Given passage →
United States District Court, S.D. Indiana, Evansville Division

November 25, 2014

LARRY NICKENS, Plaintiff,
v.
TYCO INTEGRATED SECURITY, LLC doing business as ADT SECURITY SERVICES, INC., and ADT SECURITY SERVICES, INC., Defendants

For LARRY NICKENS, Plaintiff: David K. Robinson, Evansville, IN.

For TYCO INTEGRATED SECURITY, LLC, Individually, doing business as ADT SECURITY SERVICES, INC., Defendant: Meaghan Klem Haller, BINGHAM GREENEBAUM DOLL LLP, Indianapolis, IN; Phil L. Isenbarger, BINGHAM MCHALE, LLP, Indianapolis, IN.

ENTRY ON ADT SECURITY SERVICES, INC.'S MOTION FOR RECONSIDERATION

RICHARD L. YOUNG, Chief United States District Judge.

ADT LLC, f/k/a ADT Security Services, Inc. ("ADT"), moves the court to reconsider its ruling on ADT's Motion to Dismiss Plaintiff's Amended Complaint. For the reasons set forth below, that motion is GRANTED.

I. Background

Plaintiff, Larry Nickens, purchased a burglar alarm system from ADT for use in his home. He alleges that, in October 2011, the alarm activated for no apparent reason and emitted a sound so loud that, by the time he was able to disarm the system, he had sustained permanent damage to his hearing. Plaintiff's Amended Complaint consists of four causes of action. Count I asserts a claim of common law negligence, and Counts II-IV assert claims under the Indiana Products Liability Act (" IPLA"). In particular, Count I alleges that ADT negligently advised Plaintiff to expose himself to the sound of the alarm, causing him personal injury. Count II alleges, inter alia, that ADT failed to warn the public and the Plaintiff of the health risks arising from exposure to the alarm sound, and failed to provide proper training concerning the safe and effective use of the alarm. Count III alleges that the burglar alarm is defective in its design, rendering it unreasonably dangerous to the average consumer, and Count IV alleges a breach of the implied warranty of merchantability under the IPLA -- i.e., the burglar alarm is not reasonably fit for the ordinary purposes for which such goods are used, nor minimally safe for its intended purpose.

On April 22, 2014, ADT filed a motion to dismiss Plaintiff's Amended Complaint, arguing Plaintiff's claims were barred because: (1) he did not bring his claims within one year of the incident, as required by paragraph 10 of the Contract; (2) ADT did not owe Plaintiff a common law duty; and (3) Plaintiff disclaimed all implied warranties related to the services and products provided by ADT, pursuant to paragraph 16 of the Contract. In its Entry denying the motion, the court found: (1) the one-year limitations period did not apply; (2) that ADT did not owe Plaintiff a common law duty because Count I sounded in contract rather than tort; and (3) Plaintiff did not disclaim all implied warranties. Arguing the court's ruling contains manifest errors of law, ADT asks the court to reconsider its ruling with respect to findings 1 and 3 above. Plaintiff opposes the motion because, he argues, his remaining claims all arise under the IPLA.

II. Discussion

The limitations period is set forth in paragraph 10 of the Contract, and reads:

YOU AGREE TO FILE ANY LAWSUIT . . . YOU MAY HAVE AGAINST U.S. . . . WITHIN ONE (1) YEAR FROM THE DATE OF THE EVENT THAT RESULTED IN THE LOSS, INJURY, DAMAGE OR LIABILITY OR THE SHORTEST DURATION PERMITTED UNDER APPLICABLE LAW IF SUCH PERIOD IS GREATER THAN ONE (1) YEAR.

Entries supplied →
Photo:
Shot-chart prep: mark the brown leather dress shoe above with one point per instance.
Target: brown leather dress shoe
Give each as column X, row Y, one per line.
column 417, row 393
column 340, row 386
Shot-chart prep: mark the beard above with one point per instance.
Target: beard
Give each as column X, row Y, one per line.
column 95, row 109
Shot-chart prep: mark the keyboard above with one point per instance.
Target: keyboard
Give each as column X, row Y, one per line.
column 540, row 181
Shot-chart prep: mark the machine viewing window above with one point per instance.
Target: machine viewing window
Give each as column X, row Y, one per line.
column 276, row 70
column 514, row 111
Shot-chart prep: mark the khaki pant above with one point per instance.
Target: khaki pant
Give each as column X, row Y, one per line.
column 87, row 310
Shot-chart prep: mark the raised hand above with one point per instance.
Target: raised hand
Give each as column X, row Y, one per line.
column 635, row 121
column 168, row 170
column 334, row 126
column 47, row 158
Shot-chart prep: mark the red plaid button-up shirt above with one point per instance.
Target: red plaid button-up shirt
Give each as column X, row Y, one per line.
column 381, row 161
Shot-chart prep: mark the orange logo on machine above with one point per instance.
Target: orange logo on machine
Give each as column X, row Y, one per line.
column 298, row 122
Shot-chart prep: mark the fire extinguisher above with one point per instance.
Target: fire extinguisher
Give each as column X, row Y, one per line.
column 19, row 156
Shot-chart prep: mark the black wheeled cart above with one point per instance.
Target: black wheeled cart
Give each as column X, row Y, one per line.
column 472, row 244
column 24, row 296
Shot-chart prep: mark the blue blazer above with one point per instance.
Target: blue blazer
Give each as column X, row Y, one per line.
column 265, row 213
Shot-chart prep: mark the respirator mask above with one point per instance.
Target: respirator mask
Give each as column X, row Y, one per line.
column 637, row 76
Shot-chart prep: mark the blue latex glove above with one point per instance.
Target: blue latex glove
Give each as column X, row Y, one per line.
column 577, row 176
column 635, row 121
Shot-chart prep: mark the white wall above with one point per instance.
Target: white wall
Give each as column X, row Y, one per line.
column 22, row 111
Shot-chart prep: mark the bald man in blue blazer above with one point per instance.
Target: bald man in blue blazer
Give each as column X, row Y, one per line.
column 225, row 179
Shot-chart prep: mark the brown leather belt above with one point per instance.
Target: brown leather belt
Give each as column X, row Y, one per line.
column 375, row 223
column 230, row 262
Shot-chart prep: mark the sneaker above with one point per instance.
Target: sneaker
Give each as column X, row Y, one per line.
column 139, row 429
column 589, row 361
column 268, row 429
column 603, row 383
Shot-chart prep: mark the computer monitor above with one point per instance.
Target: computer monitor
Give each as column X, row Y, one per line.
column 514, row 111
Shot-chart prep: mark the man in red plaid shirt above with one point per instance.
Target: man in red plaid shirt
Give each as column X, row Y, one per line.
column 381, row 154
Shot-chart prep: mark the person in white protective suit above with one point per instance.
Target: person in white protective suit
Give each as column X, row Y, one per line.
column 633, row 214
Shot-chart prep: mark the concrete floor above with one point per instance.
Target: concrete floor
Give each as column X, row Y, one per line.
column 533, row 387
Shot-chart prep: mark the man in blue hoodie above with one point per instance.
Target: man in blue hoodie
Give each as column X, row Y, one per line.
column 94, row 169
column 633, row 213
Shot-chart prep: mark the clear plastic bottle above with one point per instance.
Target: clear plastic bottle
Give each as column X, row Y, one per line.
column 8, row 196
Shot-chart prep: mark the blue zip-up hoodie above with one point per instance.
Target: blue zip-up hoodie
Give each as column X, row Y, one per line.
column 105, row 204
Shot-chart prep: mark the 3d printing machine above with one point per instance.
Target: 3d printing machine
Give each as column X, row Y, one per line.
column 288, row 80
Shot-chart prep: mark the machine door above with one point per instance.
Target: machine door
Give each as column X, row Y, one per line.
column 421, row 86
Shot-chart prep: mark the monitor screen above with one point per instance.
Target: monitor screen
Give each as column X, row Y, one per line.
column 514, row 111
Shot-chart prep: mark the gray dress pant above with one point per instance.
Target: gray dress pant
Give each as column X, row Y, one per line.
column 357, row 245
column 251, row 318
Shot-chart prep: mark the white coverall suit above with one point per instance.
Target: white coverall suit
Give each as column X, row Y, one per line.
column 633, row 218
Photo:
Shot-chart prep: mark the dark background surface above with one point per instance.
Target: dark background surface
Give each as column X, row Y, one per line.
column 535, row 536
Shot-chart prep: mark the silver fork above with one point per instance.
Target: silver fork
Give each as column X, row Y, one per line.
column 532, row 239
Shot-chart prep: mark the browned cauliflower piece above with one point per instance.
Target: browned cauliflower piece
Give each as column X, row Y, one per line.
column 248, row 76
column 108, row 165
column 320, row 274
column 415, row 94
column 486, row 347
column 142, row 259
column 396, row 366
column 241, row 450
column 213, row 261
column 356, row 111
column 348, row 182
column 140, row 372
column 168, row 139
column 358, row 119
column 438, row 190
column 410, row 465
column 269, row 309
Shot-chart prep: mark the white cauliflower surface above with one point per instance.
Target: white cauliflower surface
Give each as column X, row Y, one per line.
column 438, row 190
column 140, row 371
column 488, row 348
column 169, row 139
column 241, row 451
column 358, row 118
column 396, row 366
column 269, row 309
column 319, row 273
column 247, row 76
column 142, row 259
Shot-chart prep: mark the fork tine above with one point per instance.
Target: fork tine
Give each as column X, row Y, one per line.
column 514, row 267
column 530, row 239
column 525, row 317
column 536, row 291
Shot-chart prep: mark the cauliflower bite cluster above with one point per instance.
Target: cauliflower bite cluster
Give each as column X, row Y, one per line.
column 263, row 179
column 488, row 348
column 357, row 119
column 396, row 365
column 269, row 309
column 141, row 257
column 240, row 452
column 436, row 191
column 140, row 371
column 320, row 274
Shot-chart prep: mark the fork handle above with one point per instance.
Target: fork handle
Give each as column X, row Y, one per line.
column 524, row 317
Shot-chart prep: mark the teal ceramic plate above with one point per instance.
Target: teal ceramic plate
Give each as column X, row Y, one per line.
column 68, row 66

Direction 1 →
Do the following statements agree with the court entry? Answer yes or no for each, and quote the words from the entry that decide it.
(a) The plaintiff's alarm activated in October 2011.
(b) Count I of the Amended Complaint asserts a claim under the Indiana Products Liability Act.
(c) ADT asks the court to reconsider all three of its findings.
Direction 2 →
Answer these questions from the court entry:
(a) Who is listed as counsel for Larry Nickens?
(b) Under which paragraph of the Contract does ADT say Plaintiff disclaimed all implied warranties?
(c) Which paragraph of the Contract sets forth the limitations period?
Direction 3 → Transcribe everything in the court entry from "YOU AGREE TO" down to "ONE (1) YEAR.".

Correct result 1 →
(a) Yes: "in October 2011, the alarm activated for no apparent reason"
(b) No: "Count I asserts a claim of common law negligence, and Counts II-IV assert claims under the Indiana Products Liability Act"
(c) No: "ADT asks the court to reconsider its ruling with respect to findings 1 and 3 above"

Correct result 2 →
(a) David K. Robinson, Evansville, IN
(b) Paragraph 16
(c) Paragraph 10

Correct result 3 →
YOU AGREE TO FILE ANY LAWSUIT . . . YOU MAY HAVE AGAINST U.S. . . . WITHIN ONE (1) YEAR FROM THE DATE OF THE EVENT THAT RESULTED IN THE LOSS, INJURY, DAMAGE OR LIABILITY OR THE SHORTEST DURATION PERMITTED UNDER APPLICABLE LAW IF SUCH PERIOD IS GREATER THAN ONE (1) YEAR.